▸ To be done
Please put each line of the records below into a JSON list of strings, one string per line, skipping blank lines. Leave the pictures out.

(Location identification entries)

** Start **

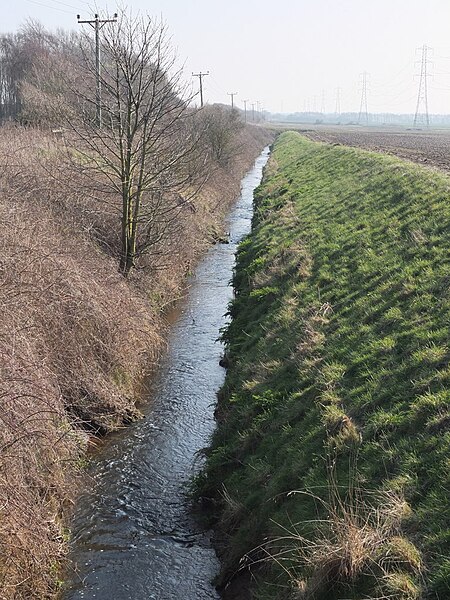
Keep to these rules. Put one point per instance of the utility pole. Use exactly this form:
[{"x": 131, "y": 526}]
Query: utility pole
[
  {"x": 232, "y": 94},
  {"x": 422, "y": 96},
  {"x": 363, "y": 106},
  {"x": 98, "y": 24},
  {"x": 245, "y": 110},
  {"x": 338, "y": 102},
  {"x": 200, "y": 77}
]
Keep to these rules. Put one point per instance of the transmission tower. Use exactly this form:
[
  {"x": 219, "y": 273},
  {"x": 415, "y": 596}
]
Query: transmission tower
[
  {"x": 338, "y": 102},
  {"x": 421, "y": 117},
  {"x": 232, "y": 94},
  {"x": 363, "y": 114},
  {"x": 200, "y": 78},
  {"x": 322, "y": 103}
]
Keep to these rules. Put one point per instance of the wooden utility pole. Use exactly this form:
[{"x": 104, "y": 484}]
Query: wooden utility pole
[
  {"x": 200, "y": 77},
  {"x": 232, "y": 94},
  {"x": 97, "y": 24}
]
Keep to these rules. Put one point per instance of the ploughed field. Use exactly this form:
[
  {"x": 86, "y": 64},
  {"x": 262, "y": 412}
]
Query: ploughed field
[
  {"x": 425, "y": 147},
  {"x": 328, "y": 472}
]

** End **

▸ Full answer
[
  "Keep to these rules. Put one point per instance of the utility pole. Use exactly this form:",
  "[{\"x\": 131, \"y\": 526}]",
  "Query: utility pole",
  "[",
  "  {\"x\": 232, \"y\": 94},",
  "  {\"x\": 422, \"y\": 96},",
  "  {\"x\": 363, \"y\": 106},",
  "  {\"x\": 98, \"y\": 24},",
  "  {\"x\": 245, \"y\": 110},",
  "  {\"x\": 338, \"y\": 102},",
  "  {\"x\": 200, \"y\": 77}",
  "]",
  "Keep to these rules. Put one point per instance of the transmission tower. Use exactly this form:",
  "[",
  "  {\"x\": 219, \"y\": 273},",
  "  {\"x\": 415, \"y\": 596}",
  "]",
  "Query: transmission tower",
  "[",
  "  {\"x\": 338, \"y\": 102},",
  "  {\"x\": 421, \"y\": 117},",
  "  {\"x\": 232, \"y\": 94},",
  "  {\"x\": 363, \"y\": 114},",
  "  {\"x\": 200, \"y\": 78},",
  "  {\"x\": 322, \"y\": 103}",
  "]",
  "Keep to these rules. Put one point per instance of the wooden utility pole. Use exactly this form:",
  "[{\"x\": 104, \"y\": 484}]",
  "Query: wooden utility pole",
  "[",
  "  {\"x\": 200, \"y\": 77},",
  "  {\"x\": 232, \"y\": 94},",
  "  {\"x\": 97, \"y\": 24}",
  "]",
  "Keep to these rules. Put one point per instance of the ploughed field. Use exactly this form:",
  "[",
  "  {\"x\": 86, \"y\": 64},",
  "  {\"x\": 262, \"y\": 412}",
  "]",
  "Query: ploughed field",
  "[",
  "  {\"x\": 425, \"y\": 147},",
  "  {\"x\": 328, \"y\": 472}",
  "]"
]